» TASKS TO COMPLETE:
(1) Reproduce word for word the portion of the forum thread starting at "It would not" and ending at "Ultraviolet Lithography Systems.".
(2) For each statement, say yes or no to whether it agrees with the forum thread, and quote the words that decide it: (a) the reasoning text from Mythos 5 is less dense than that of prior models; (b) only three companies on the planet can make the chips that go in those clusters; (c) xAI's model called itself "Mecha Hitler".

» SELECTED TEXT:
--------------------------------------------------

[Mythos 5] does sometimes still engage in reckless
or destructive actions in service of a user’s goals,
and our interpretability analyses indicate that it
is aware that these actions are transgressive while
it engages in them. As with Opus 4.8, rates of
evaluation awareness and reasoning about being graded
are significant, and not always verbalized; we
introduce new and more detailed measurements of the
nature of this awareness. The reasoning text from
Mythos 5 is somewhat denser and more difficult to
interpret than that of prior models, containing
more jargon and difficult language.
So, it (often) knows when it's being tested while hiding that fact, is willing to break rules, is great at hacking, and it's getting harder to understand what it's thinking.Humanity has plenty of catastrophic risks to deal with already, I wish my field was not working hard to add a new one.
All AI companies are trying to do all of what you’re saying. The issue is you can’t do that for long without a frontier system. Or you become a completely different, far less profitable company.
And note how your argument can also be used against any non-prolifreration agreements, which are demonstrably possible.
But also, these models are capable of adjusting their value system depending on the user. Not saying that’s what’s being done but at a technical level that’s fairly straightforward, though not obviously better or with less problems.
No idea how that connects to the idea that Mistral or DeepSeek are somehow the "good guys" though?
[1]https://www.oecd.org/en/data/indicators/average-annual-wages...
And not even considering: Chinese AI companies are the good guys???
Alphabet dropped "don't be evil"; Meta's CEO called their own users "dumb fucks" for trusting him and also clearly thinks "super-intelligence" is just a buzzword given how he tries to sell it; xAI's model called itself "Mecha Hitler"; and OpenAI's CEO was temporarily fired by the board for a lack of candor.
It's very easy to be "the good guys" with this competition.
Specially when talking about potential superintelligences. And if people think that's impossible, remember that current models would have been considered science fiction just a few years ago.
Anyhow, I think you're (absolutely! ugh) right about the politics and I try to make the same point to people: whether you love or hate LLMs, accepting the "inevitabilism" framing is just ceding control of the Overton window. For better or worse, technology adoption can be and has been slowed by politics. We don't have nuclear plants everywhere. We don't have Project Orion starships colonizing Mars. We still have very strong social stigmas against genetic selection for human embryos, etc. This all can change in a heartbeat, and I'm not sure that policing the hardware rather than holding specific humans accountable for bad LLM outcomes is productive, but fundamentally: yes, we can stop it.
It's the same deal as Quantum Computers breaking crypto. Maybe there's an 80% chance of it never happening, but when you multiply that remaining 20% by the potential impact...
That's a bit better than just "it hasn't killed us yet". I think it shows we can at least stop the further development of this kind of technology.
[1] https://www.armscontrol.org/factsheets/nuclear-testing-tally
[2] https://en.wikipedia.org/wiki/List_of_states_with_nuclear_we...
AI development doesn’t have any of these characteristics. It would be almost impossible to easily distinguish a datacenter that is working on AI development and a datacenter mining cryptocurrency.
It would not be nearly as easy to stop AI development as it is to stop nuclear arms development.
If it was possible for ordinary companies to build nuclear weapons, and also release open-source ones that anyone could use to compete with the paid ones, I suspect we'd all have been dead a long time ago, arms control treaties or no.
Or you can take one step back and look at chip allocation. As far as I know there are only three companies on the planet that can make the chips that go in those clusters. One (ASML), if you look back the supply chain to the Extreme Ultraviolet Lithography Systems.
If politicians decided that no more large language models should be trained, it sounds like we could do it.
"might is right" has never been more true than now.
Ideally also persuade them there are risks and it's worth everyone slowing down for them, and apply pressure in other ways, but not sure that's even necessary.
Although, I could see Anthropic making a model purposely dangerous so there are bad outcomes and they can use that to their advantage for regulatory moats, and or in general make people think its more "alive" than it is. For some reason many people associate dangerous actions taken by llms with intent.
But, for marketing purposes, it's quite effective to portray your model as having some cosmic struggle between good and evil in itself.

--------------------------------------------------

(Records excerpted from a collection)

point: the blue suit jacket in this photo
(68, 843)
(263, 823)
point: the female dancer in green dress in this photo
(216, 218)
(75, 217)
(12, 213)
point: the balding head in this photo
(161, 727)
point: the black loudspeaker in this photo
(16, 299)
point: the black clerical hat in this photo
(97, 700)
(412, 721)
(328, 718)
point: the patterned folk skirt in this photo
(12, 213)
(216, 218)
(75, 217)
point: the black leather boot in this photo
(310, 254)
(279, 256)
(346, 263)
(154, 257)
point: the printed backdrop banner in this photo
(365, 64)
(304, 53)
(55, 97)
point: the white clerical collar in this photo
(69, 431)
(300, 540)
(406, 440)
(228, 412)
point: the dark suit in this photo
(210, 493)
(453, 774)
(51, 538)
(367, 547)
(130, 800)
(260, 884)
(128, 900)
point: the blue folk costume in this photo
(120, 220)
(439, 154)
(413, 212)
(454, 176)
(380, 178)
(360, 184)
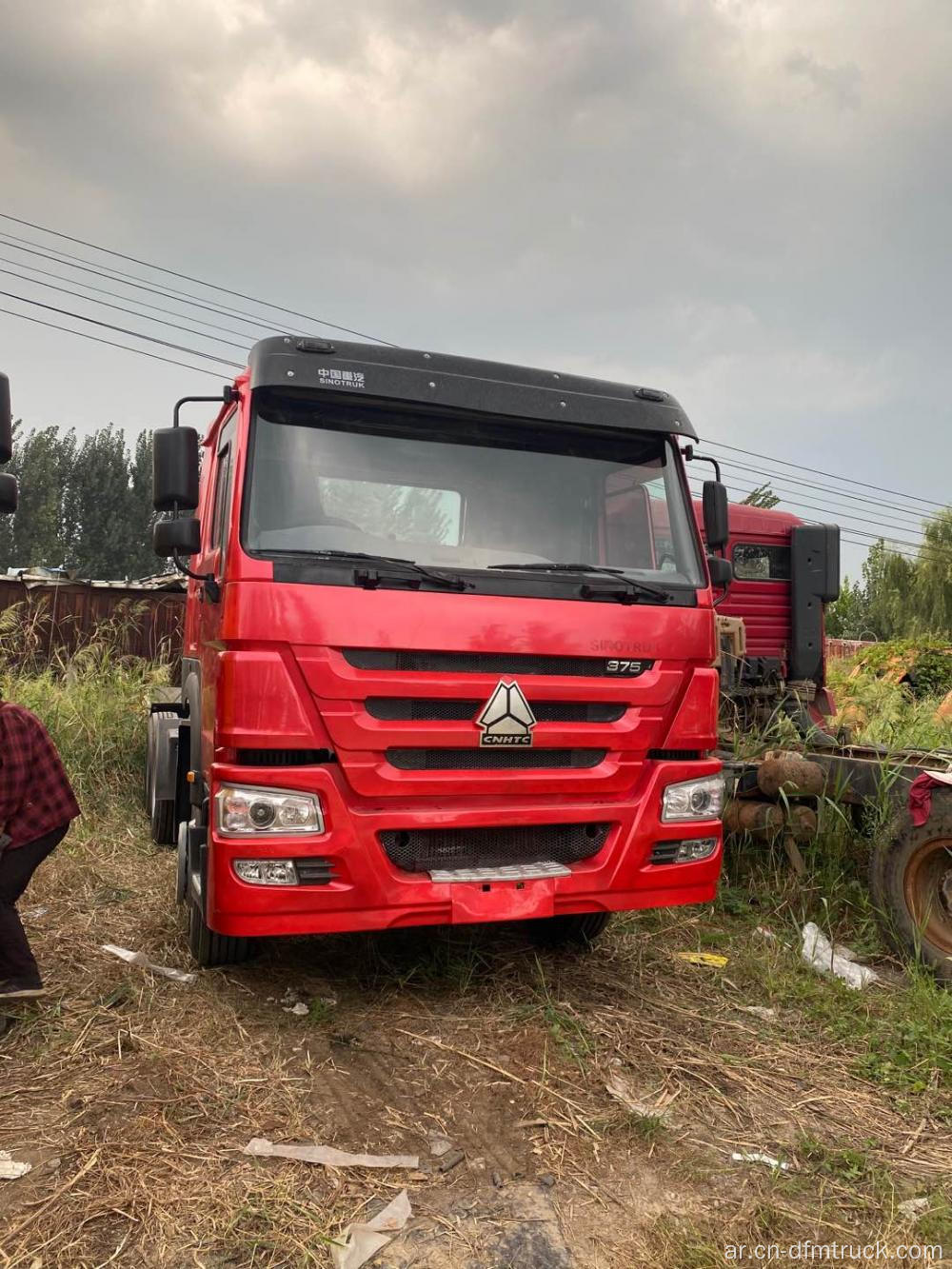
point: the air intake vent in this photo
(433, 709)
(487, 663)
(664, 852)
(315, 871)
(285, 757)
(426, 849)
(493, 759)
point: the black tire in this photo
(151, 736)
(581, 929)
(162, 811)
(910, 880)
(208, 948)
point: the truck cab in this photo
(436, 667)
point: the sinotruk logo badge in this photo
(506, 717)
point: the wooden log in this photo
(795, 776)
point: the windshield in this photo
(466, 494)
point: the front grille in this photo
(493, 759)
(315, 871)
(486, 663)
(674, 755)
(432, 709)
(426, 849)
(284, 757)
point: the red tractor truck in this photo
(448, 652)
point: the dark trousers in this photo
(17, 867)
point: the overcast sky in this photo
(743, 202)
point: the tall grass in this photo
(93, 704)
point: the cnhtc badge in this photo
(506, 717)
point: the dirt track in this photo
(133, 1096)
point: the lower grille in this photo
(664, 852)
(284, 757)
(493, 759)
(433, 709)
(315, 871)
(426, 849)
(486, 663)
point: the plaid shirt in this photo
(36, 795)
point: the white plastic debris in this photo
(143, 961)
(758, 1157)
(360, 1242)
(822, 956)
(307, 1153)
(10, 1169)
(912, 1207)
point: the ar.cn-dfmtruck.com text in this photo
(834, 1253)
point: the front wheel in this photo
(910, 877)
(581, 929)
(209, 948)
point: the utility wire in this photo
(132, 312)
(783, 462)
(117, 294)
(167, 292)
(109, 343)
(187, 277)
(866, 499)
(122, 330)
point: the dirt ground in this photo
(133, 1096)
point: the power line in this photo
(817, 471)
(116, 275)
(122, 330)
(109, 343)
(775, 479)
(187, 277)
(117, 294)
(132, 312)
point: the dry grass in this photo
(133, 1096)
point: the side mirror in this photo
(8, 494)
(722, 571)
(182, 536)
(6, 420)
(175, 468)
(715, 503)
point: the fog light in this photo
(266, 872)
(701, 848)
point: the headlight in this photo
(693, 800)
(242, 811)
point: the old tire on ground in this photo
(581, 929)
(910, 880)
(208, 948)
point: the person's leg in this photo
(18, 966)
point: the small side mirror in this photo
(183, 534)
(175, 468)
(715, 503)
(6, 420)
(722, 571)
(8, 494)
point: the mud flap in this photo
(502, 900)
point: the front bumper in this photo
(369, 892)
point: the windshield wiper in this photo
(634, 587)
(388, 568)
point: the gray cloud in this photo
(745, 201)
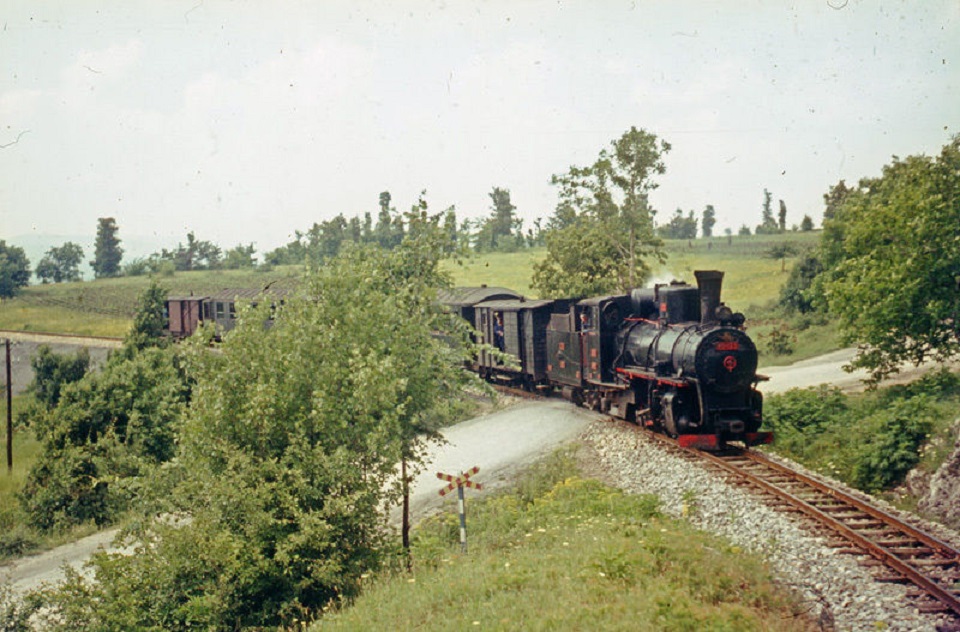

--------------------------------------------------

» SOLUTIONS TO THE PROBLEMS:
(1)
It would not be nearly as easy to stop AI development as it is to stop nuclear arms development.
If it was possible for ordinary companies to build nuclear weapons, and also release open-source ones that anyone could use to compete with the paid ones, I suspect we'd all have been dead a long time ago, arms control treaties or no.
Or you can take one step back and look at chip allocation. As far as I know there are only three companies on the planet that can make the chips that go in those clusters. One (ASML), if you look back the supply chain to the Extreme Ultraviolet Lithography Systems.

(2)
(a) No: "The reasoning text from Mythos 5 is somewhat denser and more difficult to interpret than that of prior models"
(b) Yes: "there are only three companies on the planet that can make the chips that go in those clusters"
(c) Yes: "xAI's model called itself "Mecha Hitler""